[start]

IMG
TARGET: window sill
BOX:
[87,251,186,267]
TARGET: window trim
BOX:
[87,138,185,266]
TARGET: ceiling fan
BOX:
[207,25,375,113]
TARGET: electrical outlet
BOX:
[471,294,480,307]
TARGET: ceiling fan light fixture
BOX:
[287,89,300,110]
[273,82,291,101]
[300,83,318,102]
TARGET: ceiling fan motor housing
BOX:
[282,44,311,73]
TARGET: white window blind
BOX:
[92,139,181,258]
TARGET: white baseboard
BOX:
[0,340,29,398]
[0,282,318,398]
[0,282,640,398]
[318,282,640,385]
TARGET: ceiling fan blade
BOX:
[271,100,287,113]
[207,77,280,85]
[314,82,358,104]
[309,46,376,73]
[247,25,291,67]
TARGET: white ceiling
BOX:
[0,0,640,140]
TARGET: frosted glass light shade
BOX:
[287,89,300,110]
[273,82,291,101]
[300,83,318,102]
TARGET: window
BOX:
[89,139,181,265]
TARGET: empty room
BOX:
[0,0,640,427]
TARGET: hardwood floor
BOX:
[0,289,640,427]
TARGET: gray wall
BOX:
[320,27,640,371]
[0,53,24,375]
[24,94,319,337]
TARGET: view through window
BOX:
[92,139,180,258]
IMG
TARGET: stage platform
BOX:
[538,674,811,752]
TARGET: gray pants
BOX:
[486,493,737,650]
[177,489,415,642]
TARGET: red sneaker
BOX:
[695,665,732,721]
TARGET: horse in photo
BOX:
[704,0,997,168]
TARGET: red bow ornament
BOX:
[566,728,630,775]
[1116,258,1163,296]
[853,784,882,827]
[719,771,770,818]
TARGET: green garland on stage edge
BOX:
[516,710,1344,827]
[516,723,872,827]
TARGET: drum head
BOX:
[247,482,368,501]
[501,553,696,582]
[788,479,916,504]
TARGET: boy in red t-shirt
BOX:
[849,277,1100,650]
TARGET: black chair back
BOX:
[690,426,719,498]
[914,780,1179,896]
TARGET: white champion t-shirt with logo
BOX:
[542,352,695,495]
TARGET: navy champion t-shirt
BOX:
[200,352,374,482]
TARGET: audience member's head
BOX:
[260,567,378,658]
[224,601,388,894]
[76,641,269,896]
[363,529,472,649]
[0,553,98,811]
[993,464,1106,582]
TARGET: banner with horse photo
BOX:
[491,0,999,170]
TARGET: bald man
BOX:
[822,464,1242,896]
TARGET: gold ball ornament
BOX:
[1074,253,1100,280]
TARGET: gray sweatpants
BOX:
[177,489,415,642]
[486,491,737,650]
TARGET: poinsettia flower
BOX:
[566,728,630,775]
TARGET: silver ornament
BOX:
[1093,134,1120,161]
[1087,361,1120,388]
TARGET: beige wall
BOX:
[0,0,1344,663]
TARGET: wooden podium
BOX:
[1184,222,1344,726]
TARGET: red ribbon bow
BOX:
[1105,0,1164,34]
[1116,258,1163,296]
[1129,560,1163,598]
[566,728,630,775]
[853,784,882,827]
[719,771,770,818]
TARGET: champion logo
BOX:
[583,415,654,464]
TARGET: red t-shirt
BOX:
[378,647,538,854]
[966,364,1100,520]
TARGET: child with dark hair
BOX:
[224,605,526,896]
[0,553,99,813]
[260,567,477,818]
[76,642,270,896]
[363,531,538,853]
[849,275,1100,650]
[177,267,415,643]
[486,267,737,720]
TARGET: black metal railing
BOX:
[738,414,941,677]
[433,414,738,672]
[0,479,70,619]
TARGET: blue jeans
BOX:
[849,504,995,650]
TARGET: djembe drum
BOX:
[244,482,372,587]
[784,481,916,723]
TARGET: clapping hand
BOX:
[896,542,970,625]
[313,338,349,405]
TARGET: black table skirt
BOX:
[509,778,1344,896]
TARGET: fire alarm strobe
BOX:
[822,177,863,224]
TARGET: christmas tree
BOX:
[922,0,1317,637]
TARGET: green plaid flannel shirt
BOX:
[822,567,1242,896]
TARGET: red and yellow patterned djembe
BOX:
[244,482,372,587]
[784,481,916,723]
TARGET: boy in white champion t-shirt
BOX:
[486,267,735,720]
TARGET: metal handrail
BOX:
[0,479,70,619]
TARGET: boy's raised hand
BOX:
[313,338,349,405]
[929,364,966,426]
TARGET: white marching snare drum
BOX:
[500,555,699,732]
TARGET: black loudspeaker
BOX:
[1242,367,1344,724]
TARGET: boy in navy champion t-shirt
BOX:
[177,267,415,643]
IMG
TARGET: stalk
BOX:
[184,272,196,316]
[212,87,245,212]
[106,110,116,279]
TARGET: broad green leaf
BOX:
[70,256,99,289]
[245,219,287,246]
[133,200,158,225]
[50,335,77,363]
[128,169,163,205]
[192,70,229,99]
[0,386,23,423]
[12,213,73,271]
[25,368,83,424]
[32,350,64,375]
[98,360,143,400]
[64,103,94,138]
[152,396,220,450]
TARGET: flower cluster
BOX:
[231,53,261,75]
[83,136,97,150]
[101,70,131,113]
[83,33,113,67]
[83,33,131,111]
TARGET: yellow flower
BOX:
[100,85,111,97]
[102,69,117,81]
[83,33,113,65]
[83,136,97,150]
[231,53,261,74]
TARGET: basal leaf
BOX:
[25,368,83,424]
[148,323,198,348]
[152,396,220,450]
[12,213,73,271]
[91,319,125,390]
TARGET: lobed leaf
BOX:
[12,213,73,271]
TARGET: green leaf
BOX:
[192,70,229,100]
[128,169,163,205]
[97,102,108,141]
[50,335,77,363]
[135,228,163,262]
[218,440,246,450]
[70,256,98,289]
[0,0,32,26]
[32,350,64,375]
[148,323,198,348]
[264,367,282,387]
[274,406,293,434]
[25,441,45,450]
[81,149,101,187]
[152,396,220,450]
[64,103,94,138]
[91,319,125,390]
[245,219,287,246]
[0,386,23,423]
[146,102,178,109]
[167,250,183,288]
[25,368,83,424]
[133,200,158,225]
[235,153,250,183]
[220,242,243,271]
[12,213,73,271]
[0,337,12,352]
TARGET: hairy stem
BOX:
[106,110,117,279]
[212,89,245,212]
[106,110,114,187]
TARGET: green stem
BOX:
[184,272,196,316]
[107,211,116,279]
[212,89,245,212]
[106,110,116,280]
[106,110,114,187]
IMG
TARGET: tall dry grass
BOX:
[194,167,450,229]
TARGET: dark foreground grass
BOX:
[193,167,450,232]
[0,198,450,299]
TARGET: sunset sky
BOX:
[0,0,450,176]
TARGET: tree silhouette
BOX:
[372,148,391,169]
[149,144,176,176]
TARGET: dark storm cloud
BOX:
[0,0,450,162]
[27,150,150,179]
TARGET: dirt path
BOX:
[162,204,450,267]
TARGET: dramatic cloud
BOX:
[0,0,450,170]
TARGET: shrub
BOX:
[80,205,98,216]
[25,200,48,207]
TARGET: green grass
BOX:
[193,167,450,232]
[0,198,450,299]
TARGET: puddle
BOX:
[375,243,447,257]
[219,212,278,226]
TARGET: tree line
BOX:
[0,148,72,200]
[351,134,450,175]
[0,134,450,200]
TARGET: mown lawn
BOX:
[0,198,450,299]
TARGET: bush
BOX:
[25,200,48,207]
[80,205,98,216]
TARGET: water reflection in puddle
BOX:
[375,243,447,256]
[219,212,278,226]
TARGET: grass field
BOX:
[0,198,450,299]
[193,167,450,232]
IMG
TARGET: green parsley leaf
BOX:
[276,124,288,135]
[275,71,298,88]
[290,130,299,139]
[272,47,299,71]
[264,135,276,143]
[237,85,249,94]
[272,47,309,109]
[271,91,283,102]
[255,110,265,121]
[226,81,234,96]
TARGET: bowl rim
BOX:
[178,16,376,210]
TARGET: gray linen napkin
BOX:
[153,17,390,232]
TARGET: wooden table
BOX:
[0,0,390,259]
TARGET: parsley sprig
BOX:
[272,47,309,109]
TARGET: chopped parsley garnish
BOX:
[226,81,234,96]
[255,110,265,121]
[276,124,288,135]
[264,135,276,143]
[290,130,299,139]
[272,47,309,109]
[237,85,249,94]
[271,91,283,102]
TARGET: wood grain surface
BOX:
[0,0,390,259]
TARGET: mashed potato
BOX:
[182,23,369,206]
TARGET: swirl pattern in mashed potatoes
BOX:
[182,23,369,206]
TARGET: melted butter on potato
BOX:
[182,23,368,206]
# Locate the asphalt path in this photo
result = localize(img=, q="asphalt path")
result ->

[end]

### Written request
Pick out and copy each line of the material above that contains the word "green".

### Result below
TARGET: green garland on stage edge
TARGET: green plaid flannel shirt
TARGET: broad green leaf
TARGET: green leaf
TARGET: green stem
TARGET: green grass
TARGET: green parsley leaf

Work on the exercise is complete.